- Given text
________________________

Friday, December 31, 2010

2010 wrap up

What a year what a year...adios 2010! So what happened? A love obsession, snow storms, new jobs, new puppy, and finally acceptance into the kingdom of 30s.

Cut the cord with Vega aka fuckwad back in August....heard from him once since then and it wasn't a 'hey, how r u' so I hammered the last nail to that coffin politely with a lose my number and "fuck you". That piece of history can stay with 09-10...and thank goodness that feeling won't linger around. So lesson learned in 2010...I can unlove someone! IT AIN'T EVER EASY, but it was done and the feeling is awesome to re-gain what I gave away. Of course since I've regained my heart I haven't been looking to be vulnerable with someone else, so in time we'll see what happens. Marlon and I had a storm back in Feb and got back in contact after August or September (i think Sept). We're better people and I try my best to keep my distance. It will get better in time (en shalla!)

Snow storms - OMG! Stuck in the house DEC2K9 and Feb 10 two times. Incredible! Well the last time VA had it bad like that was in 96. I doubt we will have snowy winters back to back, but this one has been pretty cold (specially since we just starting out). Got me a snow shovel from last year and miss my sis aka other shoveler but so far this year we are good!

________________________

- Prompt 1
In the records below, convert the lines from the one containing "plastic storage bin?" through the end of the records into a JSON list of strings, one string per line, skipping blank lines.

________________________

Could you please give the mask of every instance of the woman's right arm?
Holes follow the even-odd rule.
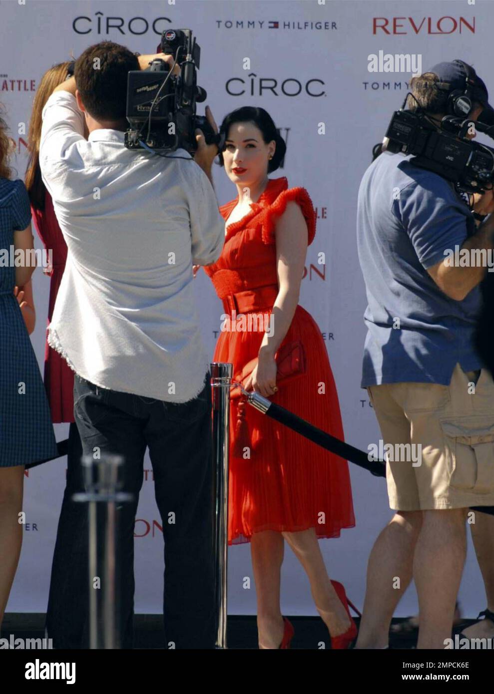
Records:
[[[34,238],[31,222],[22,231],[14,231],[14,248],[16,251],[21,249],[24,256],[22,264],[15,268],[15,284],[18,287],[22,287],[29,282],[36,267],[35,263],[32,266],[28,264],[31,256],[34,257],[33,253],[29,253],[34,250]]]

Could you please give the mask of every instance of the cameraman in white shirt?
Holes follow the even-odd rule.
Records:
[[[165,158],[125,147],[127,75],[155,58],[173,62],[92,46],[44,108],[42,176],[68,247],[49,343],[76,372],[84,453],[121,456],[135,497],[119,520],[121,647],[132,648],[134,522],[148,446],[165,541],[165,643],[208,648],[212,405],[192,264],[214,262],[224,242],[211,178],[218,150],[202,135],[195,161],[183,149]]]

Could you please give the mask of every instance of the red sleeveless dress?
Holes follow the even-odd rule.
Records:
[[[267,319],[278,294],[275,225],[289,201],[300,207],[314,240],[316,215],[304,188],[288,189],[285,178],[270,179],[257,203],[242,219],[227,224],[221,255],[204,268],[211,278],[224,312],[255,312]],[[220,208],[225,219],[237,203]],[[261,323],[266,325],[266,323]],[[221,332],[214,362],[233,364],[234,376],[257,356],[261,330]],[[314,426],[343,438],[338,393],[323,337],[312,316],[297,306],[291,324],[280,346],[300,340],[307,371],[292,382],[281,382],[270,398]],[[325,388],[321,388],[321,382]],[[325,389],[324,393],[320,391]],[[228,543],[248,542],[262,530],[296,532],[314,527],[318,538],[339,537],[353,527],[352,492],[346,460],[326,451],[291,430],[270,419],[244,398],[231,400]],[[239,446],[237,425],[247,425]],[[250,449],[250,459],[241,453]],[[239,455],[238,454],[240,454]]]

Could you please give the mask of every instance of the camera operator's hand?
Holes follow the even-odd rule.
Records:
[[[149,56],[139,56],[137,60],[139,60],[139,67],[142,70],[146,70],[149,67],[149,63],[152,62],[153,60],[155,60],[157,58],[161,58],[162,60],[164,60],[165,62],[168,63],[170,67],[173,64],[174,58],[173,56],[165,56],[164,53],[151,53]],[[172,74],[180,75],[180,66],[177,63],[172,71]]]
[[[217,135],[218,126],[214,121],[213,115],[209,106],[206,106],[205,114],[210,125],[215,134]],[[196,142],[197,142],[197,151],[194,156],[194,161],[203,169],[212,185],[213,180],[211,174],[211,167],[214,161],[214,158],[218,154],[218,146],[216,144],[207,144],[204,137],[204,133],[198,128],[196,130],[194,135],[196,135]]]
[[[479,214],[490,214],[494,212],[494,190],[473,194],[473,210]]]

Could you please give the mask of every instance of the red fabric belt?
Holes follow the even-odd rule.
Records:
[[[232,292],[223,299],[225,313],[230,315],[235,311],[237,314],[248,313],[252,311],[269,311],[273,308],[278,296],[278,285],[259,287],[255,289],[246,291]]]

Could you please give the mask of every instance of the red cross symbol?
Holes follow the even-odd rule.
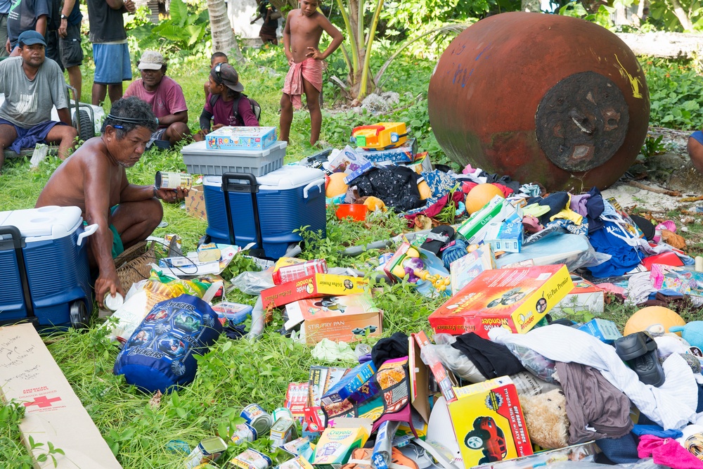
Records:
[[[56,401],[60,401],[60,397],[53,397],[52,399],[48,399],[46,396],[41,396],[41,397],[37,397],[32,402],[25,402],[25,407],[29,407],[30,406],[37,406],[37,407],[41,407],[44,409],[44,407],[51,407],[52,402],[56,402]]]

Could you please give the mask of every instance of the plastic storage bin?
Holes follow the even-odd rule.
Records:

________________________

- Prompt 2
From the 2010 wrap-up post, copy the passage that begins with the words "Snow storms - OMG!" and ends with "we are good!" word for word.

- Exercise solution 1
[
  "Could you please give the mask of every instance of the plastic storage bin?",
  "Holes follow the even-odd rule.",
  "Records:"
]

- Exercise solution 2
Snow storms - OMG! Stuck in the house DEC2K9 and Feb 10 two times. Incredible! Well the last time VA had it bad like that was in 96. I doubt we will have snowy winters back to back, but this one has been pretty cold (specially since we just starting out). Got me a snow shovel from last year and miss my sis aka other shoveler but so far this year we are good!